Restate the complete material exactly.

↓

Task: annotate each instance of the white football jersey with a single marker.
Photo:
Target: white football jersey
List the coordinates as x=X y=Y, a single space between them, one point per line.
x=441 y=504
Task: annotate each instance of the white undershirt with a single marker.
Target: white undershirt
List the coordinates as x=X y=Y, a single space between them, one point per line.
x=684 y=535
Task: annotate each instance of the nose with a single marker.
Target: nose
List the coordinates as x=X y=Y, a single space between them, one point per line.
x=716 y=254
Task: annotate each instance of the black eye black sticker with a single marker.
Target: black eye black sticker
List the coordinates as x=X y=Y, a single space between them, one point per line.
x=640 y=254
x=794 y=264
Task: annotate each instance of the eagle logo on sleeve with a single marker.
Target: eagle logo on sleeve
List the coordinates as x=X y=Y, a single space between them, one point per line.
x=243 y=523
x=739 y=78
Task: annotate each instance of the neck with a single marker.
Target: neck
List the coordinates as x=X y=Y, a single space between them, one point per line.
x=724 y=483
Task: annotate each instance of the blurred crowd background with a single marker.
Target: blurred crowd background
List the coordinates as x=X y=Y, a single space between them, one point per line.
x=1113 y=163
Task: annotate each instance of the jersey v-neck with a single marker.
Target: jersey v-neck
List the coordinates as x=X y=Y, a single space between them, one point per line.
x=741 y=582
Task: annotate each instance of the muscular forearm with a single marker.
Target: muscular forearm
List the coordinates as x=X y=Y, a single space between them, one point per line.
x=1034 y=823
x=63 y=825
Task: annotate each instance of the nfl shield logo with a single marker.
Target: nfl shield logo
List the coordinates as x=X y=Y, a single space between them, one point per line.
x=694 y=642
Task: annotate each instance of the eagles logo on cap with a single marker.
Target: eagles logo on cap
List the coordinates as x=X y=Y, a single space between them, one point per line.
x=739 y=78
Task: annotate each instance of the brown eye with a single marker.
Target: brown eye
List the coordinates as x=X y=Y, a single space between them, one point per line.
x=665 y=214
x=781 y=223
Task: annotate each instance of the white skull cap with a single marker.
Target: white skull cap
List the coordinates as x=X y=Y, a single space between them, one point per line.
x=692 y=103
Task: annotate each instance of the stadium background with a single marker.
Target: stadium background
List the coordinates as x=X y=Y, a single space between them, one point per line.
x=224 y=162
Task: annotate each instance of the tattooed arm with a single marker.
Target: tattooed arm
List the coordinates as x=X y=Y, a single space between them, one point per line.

↑

RESULT OF THIS EXERCISE:
Task: annotate each instance of the white football jersey with a single marker.
Photo:
Target: white football jersey
List the coordinates as x=X y=Y, a single space between them, one point per line.
x=441 y=504
Task: annotate each instance of the white undershirt with a single marker.
Target: white undershirt
List the coordinates as x=X y=Y, a single space between them, one point per line.
x=684 y=535
Task: annotate each instance of the nose with a single marker.
Target: nose
List the coordinates as x=X y=Y, a single space between them, one point per line.
x=716 y=254
Task: annotate each instance of the black eye black sticker with a single marker.
Target: black eye black sticker
List the coordinates as x=X y=Y, a single space between them, one point per line.
x=640 y=254
x=794 y=264
Task: annotate each instance of the eagle logo on sleeve with a single marker.
Target: eagle logo on sleeve
List the coordinates as x=X y=Y, a single space between them, one point per line.
x=243 y=523
x=739 y=78
Task: annotate each instance of the neck with a single marker.
Target: neck
List the coordinates as x=X y=Y, a single space between them, one point per line.
x=724 y=483
Task: annotate each instance of the blurred crowd background with a single marker.
Target: blurred crowd background
List the coordinates as x=X y=Y, a single space between them, one point per line.
x=1113 y=163
Task: annotate each instance of the jersey v-neck with a single marker.
Target: jersey v-neck
List the coordinates as x=X y=Y, a single space between them, one point per line.
x=741 y=582
Task: annotate each instance of the muscular forearm with a single marker.
Target: muscular forearm
List the coordinates as x=X y=Y, a single space between them, one point per line.
x=1034 y=823
x=63 y=825
Task: annotate each instance of the nfl shield logo with a single marker.
Target: nfl shield logo
List the coordinates as x=X y=Y, a single space between them, one point per line.
x=694 y=642
Task: annotate each instance of the eagles logo on cap with a single marker.
Target: eagles logo on cap
List the coordinates as x=X y=Y, a single space between them, one point per line.
x=739 y=78
Task: annotate each instance of the brown eye with a single marker.
Target: brown eye
List the coordinates as x=X y=Y, a single space between them, one point per line.
x=665 y=214
x=781 y=223
Task: annotate each instance of the white skull cap with a single marker.
Target: white skull cap
List the coordinates as x=X y=Y, a single space between them, one point per line.
x=692 y=103
Task: annotate each instance of the stadium background with a single marker.
Target: stadium background
List the coordinates as x=X y=Y, a single space between them, one point per line.
x=224 y=162
Task: annotate each instance of the tattooed arm with a single marker.
Target: tattooed arm
List the coordinates as x=X y=Y, a single space between them, one point per line.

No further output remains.